Ça va faire un mois qu’il est sorti sur leur chaîne Youtube, et ce documentaire intitulé « A Hundred Invisible Threads » (Une centaine de fils invisibles) de la chaîne DNVR Sports est tout simplement un régal.
Un must absolu pour découvrir l’incroyable culture du basket en Serbie, et en particulier en y suivant les traces de Nikola Jokic, le double MVP des Nuggets, jusqu’à sa ville natale de Sombor.
Le documentaire suit essentiellement le voyage de l’été passé de la bande de journalistes qui couvre les Nuggets à l’année, entre une visite de Belgrade avec les fameux terrains à l’intérieur de la forteresse Kalemegdan où ont eu lieu les premiers matchs, et les premiers derbys entre l’Etoile Rouge et le Partizan, et des dégustations diverses et variées de rakija, l’alcool local ou de paprikash, une soupe de poisson typique de Sombor.
C’est particulièrement intéressant – même s’il n’y a malheureusement pas d’images de matchs mais seulement des photos – car on remonte tout le fil de l’histoire du basket yougoslave, depuis son arrivée dans le pays par l’intermédiaire d’un employé américain de la Croix Rouge dénommé William Willand en 1923, puis l’émergence des quatre pères fondateurs (Nebojsa Popovic, Radomir Saper, Borislav Stankovic et Aleksandar Nikolic) et l’histoire de succès qu’on connaît par la suite, mais aussi marquée par de sacrées déceptions.
Privé de Jeux et de Dream Team en 1992 !
Nikolic est une figure tutélaire, pour ainsi dire le père du basket yougoslave, un coach révolutionnaire qui est à l’origine de l’arbre généalogique de coachs le plus impressionnant d’Europe. Un coach qui a bossé en Italie du côté de Padoue, où il a eu sous ses ordres un certain Doug Moe, futur coach historique des Nuggets (de 1980 à 1990), « son joueur préféré » en carrière et déjà un premier lien avec la franchise du Colorado !

▶ [Exercice écrit]: Citez, s'il vous plaît, les quatre pères fondateurs du basket yougoslave nommés dans le passage sur le documentaire.

Extraits de données d'annotation de lieux
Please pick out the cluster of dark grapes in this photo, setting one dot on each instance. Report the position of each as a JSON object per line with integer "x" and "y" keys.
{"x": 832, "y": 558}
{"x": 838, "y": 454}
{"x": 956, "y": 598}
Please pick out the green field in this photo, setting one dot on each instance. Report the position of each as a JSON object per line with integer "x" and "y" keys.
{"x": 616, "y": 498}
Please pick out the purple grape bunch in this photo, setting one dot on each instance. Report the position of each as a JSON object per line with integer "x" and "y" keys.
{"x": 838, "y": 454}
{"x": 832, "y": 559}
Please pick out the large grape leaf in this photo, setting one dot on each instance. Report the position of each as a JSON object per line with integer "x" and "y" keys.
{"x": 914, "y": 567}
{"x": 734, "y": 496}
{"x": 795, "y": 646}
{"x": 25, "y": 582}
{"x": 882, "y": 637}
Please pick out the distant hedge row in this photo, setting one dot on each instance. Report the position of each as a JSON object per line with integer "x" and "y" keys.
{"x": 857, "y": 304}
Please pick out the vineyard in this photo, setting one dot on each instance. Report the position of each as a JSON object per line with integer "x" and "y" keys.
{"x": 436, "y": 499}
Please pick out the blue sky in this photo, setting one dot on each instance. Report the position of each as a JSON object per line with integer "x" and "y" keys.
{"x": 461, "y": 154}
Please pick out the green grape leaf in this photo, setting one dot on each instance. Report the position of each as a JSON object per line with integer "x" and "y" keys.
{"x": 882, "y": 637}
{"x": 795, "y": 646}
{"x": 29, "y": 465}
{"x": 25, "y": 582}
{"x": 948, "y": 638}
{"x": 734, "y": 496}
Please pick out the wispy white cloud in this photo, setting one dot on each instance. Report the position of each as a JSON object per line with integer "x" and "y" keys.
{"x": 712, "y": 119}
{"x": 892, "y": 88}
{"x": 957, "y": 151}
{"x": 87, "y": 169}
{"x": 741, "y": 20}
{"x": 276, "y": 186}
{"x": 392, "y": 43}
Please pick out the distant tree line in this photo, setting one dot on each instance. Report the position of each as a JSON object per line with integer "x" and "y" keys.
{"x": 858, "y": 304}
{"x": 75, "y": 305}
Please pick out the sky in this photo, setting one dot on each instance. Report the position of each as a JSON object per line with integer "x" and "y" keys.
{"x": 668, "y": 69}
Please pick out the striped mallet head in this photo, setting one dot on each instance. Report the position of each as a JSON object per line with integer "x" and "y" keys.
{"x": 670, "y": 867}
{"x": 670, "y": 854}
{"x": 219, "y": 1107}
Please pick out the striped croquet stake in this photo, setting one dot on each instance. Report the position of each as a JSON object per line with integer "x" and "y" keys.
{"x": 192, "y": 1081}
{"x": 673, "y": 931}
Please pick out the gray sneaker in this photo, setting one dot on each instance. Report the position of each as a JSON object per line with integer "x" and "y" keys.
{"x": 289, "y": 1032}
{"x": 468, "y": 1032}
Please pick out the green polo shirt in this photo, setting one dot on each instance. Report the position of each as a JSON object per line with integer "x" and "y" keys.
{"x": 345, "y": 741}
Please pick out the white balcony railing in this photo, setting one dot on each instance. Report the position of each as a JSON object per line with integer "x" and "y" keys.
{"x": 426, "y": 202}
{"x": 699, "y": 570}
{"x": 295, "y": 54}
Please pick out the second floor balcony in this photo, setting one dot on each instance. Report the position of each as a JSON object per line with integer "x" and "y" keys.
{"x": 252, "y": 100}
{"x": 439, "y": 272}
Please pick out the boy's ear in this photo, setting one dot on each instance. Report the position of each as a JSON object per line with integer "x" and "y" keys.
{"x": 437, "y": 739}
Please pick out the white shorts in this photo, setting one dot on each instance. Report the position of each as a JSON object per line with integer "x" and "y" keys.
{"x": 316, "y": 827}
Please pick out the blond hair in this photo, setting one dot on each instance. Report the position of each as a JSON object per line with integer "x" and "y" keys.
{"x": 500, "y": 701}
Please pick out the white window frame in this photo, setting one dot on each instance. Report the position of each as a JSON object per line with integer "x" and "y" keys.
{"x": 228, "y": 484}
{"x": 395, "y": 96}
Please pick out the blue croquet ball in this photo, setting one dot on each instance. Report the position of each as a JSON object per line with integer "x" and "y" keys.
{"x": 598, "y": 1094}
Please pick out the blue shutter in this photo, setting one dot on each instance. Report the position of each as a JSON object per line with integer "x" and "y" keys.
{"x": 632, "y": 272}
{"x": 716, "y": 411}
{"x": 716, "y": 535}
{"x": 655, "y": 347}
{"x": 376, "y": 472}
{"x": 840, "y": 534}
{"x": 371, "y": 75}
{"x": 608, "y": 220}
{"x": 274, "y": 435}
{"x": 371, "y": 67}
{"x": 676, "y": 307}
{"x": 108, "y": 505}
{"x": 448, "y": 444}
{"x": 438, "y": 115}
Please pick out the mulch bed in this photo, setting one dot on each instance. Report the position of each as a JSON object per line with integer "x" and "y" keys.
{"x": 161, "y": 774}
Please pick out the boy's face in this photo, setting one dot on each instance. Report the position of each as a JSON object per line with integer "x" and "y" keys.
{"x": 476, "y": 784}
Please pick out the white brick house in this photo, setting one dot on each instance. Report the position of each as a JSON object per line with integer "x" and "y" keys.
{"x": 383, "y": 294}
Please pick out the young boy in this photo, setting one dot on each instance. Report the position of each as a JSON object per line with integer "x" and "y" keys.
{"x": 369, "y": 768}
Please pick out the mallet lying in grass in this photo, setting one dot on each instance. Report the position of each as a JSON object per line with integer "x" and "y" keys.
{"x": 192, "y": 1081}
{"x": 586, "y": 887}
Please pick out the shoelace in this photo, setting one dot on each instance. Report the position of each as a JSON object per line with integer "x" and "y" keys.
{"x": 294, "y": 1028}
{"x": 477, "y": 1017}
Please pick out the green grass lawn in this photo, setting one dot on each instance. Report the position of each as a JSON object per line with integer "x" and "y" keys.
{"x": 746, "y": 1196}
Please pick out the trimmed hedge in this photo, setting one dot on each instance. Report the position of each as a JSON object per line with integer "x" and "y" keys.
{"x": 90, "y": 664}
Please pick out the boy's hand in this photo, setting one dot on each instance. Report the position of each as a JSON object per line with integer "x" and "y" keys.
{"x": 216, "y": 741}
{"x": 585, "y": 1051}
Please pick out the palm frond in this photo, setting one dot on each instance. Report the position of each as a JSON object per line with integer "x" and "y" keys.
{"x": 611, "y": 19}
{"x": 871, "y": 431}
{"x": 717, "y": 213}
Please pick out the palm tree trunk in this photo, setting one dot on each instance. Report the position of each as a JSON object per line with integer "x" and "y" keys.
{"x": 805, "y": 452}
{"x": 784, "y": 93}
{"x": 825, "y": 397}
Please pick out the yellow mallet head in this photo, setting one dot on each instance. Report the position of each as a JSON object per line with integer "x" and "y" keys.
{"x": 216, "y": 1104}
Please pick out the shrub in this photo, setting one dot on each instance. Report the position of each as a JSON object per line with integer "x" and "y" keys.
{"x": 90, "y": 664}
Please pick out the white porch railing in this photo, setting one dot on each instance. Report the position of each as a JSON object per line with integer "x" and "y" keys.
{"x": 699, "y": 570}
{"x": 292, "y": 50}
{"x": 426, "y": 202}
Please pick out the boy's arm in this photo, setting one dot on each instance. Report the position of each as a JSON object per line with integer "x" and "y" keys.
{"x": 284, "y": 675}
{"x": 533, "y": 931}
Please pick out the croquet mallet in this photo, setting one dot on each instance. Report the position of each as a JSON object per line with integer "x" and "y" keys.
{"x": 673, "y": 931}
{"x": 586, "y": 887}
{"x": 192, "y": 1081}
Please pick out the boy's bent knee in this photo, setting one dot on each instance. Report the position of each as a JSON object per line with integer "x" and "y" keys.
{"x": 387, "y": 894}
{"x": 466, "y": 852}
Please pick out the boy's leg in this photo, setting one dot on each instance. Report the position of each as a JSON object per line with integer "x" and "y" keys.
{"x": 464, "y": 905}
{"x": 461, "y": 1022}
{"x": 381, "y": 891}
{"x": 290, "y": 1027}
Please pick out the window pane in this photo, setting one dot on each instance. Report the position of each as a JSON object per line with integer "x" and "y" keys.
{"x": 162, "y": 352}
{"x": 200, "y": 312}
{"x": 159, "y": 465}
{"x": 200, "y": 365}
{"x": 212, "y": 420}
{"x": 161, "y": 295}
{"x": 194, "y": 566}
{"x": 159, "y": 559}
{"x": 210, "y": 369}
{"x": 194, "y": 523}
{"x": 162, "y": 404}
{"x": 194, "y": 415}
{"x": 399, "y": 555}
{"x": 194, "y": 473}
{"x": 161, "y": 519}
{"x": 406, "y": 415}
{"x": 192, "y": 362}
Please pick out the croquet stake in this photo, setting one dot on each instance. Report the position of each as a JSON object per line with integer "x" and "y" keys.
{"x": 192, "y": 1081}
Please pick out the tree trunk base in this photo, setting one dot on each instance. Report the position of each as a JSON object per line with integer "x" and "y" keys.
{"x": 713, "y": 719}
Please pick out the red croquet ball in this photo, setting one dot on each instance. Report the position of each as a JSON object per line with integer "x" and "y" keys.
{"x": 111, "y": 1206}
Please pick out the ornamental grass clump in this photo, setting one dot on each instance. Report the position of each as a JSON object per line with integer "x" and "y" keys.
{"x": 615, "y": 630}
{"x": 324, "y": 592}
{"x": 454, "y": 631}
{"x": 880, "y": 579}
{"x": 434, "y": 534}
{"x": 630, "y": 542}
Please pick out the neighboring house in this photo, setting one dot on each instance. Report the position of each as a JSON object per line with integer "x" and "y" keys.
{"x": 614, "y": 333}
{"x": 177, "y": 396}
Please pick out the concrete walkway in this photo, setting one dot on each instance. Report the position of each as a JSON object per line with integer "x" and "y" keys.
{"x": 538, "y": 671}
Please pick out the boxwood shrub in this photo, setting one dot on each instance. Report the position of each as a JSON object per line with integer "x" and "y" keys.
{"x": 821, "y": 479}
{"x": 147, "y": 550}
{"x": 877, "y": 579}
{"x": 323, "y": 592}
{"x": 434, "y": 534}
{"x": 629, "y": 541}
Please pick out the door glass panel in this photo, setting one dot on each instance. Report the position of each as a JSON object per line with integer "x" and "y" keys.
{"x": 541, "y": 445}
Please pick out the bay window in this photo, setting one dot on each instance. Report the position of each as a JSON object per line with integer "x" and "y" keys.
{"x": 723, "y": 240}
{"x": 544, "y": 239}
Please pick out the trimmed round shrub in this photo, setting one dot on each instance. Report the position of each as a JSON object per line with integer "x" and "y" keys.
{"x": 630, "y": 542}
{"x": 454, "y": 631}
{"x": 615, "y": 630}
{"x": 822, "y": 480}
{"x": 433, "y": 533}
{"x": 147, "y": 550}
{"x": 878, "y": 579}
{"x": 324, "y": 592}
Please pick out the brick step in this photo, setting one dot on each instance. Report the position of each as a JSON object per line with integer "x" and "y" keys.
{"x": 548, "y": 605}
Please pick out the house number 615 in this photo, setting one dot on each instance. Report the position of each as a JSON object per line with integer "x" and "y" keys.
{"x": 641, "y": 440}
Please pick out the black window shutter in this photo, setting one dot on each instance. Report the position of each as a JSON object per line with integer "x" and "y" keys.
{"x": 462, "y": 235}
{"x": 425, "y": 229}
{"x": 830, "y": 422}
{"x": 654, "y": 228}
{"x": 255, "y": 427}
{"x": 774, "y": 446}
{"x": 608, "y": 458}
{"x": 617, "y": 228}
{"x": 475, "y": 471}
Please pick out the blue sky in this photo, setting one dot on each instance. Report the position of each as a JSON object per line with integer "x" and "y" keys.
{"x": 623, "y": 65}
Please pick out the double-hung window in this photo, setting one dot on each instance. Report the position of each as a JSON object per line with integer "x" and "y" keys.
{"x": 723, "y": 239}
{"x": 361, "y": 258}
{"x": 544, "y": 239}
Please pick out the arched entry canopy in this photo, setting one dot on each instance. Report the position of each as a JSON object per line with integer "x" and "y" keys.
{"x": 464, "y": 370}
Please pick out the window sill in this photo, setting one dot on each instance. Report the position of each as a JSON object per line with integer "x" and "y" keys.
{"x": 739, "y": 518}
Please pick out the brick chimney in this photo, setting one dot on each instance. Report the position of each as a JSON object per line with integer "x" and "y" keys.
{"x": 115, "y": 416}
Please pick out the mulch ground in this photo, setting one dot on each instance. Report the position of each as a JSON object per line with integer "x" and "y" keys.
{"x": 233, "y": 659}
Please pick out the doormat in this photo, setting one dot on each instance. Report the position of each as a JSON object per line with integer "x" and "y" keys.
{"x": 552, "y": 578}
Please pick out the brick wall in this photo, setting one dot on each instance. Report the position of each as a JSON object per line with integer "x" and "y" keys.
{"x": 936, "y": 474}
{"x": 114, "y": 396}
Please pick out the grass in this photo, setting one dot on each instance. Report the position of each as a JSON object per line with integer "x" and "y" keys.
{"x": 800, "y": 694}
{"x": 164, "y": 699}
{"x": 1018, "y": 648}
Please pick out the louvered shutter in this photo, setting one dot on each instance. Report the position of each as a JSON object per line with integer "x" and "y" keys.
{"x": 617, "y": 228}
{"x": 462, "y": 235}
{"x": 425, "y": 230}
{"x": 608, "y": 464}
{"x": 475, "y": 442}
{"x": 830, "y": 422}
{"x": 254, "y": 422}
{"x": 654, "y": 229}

▶ [Réponse attendue]: Nebojsa Popovic, Radomir Saper, Borislav Stankovic et Aleksandar Nikolic.